=== Your task ===
Update the lines between the one holding "of the bare" and the one holding "column 671, row 199", inclusive, replacing "bare tree silhouette" with "leafless tree outline" and keeping everything else the same.

=== Data shown ===
----------------------------------------
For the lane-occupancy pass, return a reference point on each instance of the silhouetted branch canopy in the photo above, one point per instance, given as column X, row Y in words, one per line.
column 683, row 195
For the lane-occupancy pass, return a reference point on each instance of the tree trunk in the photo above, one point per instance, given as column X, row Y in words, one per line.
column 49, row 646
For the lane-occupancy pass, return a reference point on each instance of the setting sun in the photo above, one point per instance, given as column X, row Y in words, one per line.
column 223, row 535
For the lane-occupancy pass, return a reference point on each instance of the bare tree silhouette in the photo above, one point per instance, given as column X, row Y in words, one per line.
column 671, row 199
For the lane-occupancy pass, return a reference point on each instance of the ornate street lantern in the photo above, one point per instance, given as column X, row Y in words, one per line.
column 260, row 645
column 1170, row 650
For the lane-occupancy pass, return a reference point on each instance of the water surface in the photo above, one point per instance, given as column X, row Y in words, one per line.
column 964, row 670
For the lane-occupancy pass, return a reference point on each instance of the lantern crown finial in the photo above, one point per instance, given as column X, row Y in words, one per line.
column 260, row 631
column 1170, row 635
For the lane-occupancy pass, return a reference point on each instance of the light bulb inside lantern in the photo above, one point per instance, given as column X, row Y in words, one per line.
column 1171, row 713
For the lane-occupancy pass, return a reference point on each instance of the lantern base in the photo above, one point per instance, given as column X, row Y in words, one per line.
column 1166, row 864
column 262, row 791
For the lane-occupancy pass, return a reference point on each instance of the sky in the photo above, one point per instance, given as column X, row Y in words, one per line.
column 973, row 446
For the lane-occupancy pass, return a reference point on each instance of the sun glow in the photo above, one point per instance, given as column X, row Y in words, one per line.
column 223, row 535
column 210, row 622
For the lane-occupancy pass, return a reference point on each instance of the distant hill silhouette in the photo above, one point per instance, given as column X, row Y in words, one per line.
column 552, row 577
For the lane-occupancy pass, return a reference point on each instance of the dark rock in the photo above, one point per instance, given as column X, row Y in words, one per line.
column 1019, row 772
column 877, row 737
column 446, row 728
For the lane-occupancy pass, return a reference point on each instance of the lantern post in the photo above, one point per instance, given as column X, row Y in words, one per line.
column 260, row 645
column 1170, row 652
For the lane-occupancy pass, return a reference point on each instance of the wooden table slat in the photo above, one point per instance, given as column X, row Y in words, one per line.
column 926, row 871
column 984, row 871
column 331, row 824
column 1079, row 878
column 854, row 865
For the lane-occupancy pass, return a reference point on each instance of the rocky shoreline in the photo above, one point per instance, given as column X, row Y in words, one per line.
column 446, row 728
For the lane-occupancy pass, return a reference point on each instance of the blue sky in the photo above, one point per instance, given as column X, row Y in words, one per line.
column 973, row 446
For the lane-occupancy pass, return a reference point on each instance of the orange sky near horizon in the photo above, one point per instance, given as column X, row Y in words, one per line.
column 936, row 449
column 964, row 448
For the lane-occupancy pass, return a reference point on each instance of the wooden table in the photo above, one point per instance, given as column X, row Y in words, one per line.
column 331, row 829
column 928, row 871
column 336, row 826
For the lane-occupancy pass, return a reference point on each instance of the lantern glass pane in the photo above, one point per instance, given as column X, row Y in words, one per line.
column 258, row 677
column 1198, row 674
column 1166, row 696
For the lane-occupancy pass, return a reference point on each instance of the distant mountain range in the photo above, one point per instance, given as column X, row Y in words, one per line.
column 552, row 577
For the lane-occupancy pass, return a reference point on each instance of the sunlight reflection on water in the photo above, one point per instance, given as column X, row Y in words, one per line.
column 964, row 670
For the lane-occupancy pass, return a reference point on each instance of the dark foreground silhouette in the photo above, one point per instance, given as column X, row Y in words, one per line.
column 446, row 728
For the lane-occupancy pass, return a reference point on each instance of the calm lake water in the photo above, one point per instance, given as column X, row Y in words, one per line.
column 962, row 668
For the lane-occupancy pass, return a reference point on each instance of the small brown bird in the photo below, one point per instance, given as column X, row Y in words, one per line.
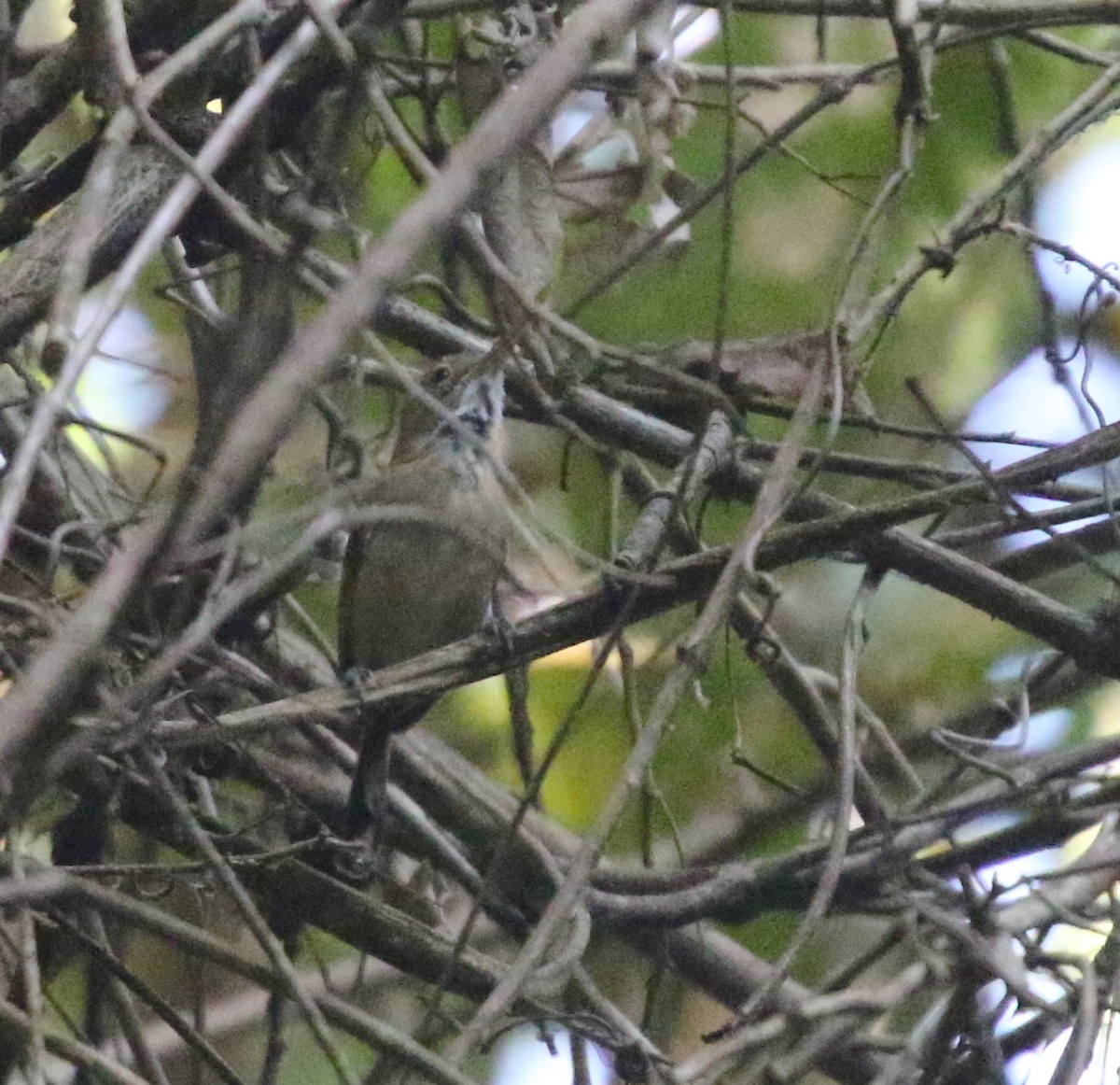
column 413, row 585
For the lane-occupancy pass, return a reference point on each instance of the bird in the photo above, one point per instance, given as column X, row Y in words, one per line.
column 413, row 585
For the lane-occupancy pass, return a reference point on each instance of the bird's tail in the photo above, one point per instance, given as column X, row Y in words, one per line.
----------------------------------------
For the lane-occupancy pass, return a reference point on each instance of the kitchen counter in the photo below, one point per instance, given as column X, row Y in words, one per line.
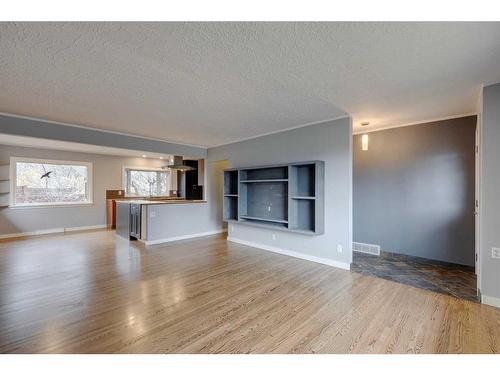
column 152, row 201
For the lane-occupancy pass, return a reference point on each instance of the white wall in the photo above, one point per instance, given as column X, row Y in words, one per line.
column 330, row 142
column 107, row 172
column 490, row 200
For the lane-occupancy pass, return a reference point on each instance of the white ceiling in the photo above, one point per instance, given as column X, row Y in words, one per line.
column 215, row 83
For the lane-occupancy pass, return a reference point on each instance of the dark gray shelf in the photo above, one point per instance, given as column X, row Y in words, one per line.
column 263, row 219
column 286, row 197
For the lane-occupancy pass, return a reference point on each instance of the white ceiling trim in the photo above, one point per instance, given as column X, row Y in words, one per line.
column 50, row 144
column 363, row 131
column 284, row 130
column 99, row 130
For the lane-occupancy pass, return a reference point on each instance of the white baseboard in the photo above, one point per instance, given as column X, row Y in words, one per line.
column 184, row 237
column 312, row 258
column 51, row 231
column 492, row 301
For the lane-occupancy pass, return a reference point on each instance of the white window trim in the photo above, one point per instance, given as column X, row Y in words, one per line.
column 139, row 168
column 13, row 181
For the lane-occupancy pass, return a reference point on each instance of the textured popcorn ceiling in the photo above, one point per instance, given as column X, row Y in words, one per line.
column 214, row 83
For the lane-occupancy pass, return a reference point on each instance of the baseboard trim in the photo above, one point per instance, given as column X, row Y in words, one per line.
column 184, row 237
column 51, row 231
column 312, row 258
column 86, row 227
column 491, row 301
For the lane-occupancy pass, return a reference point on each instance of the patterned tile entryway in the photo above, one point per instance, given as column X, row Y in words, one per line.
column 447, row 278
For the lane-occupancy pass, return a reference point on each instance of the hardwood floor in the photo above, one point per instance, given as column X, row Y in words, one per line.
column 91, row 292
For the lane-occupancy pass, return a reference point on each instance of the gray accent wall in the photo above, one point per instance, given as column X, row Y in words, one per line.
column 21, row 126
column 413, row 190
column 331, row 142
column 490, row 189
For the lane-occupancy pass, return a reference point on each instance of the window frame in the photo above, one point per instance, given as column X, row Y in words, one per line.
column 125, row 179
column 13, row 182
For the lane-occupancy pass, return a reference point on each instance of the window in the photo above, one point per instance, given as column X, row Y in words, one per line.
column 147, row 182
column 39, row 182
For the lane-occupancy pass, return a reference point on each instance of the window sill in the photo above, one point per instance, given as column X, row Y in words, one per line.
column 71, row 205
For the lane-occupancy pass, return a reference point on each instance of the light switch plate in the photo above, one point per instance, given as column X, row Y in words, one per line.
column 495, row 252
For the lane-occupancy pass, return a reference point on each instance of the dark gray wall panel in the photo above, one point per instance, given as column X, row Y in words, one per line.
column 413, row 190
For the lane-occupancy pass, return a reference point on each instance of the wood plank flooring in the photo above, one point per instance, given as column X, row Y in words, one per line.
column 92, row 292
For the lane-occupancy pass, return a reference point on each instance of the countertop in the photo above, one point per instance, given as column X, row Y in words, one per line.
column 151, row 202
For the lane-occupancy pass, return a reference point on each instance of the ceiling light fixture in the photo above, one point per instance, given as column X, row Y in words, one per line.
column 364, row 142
----------------------------------------
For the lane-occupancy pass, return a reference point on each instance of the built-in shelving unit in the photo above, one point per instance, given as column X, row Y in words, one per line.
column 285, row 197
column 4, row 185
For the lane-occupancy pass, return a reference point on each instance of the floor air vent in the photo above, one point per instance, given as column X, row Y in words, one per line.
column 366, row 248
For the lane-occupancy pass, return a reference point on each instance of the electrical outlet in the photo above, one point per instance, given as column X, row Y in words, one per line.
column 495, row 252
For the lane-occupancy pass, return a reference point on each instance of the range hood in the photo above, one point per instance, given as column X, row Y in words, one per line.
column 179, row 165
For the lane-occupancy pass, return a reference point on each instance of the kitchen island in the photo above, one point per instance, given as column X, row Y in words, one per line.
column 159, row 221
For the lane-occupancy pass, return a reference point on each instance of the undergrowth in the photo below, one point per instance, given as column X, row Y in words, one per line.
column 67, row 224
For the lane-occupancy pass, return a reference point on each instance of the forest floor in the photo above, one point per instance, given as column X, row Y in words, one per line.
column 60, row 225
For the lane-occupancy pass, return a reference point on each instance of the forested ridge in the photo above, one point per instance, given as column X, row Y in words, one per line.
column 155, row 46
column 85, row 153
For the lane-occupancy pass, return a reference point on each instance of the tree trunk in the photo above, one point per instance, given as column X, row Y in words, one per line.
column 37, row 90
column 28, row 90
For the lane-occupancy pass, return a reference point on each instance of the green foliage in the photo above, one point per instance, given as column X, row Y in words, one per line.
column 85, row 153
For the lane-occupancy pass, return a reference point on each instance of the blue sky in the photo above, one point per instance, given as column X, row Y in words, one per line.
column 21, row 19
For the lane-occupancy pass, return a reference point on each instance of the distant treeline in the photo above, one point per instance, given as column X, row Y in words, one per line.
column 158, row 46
----------------------------------------
=== Response below ===
For the lane-occupancy pass, return a reference point on each instance of the leafless tree outline in the photo above, one point per instance, given as column X, row Y in words, one per line.
column 671, row 199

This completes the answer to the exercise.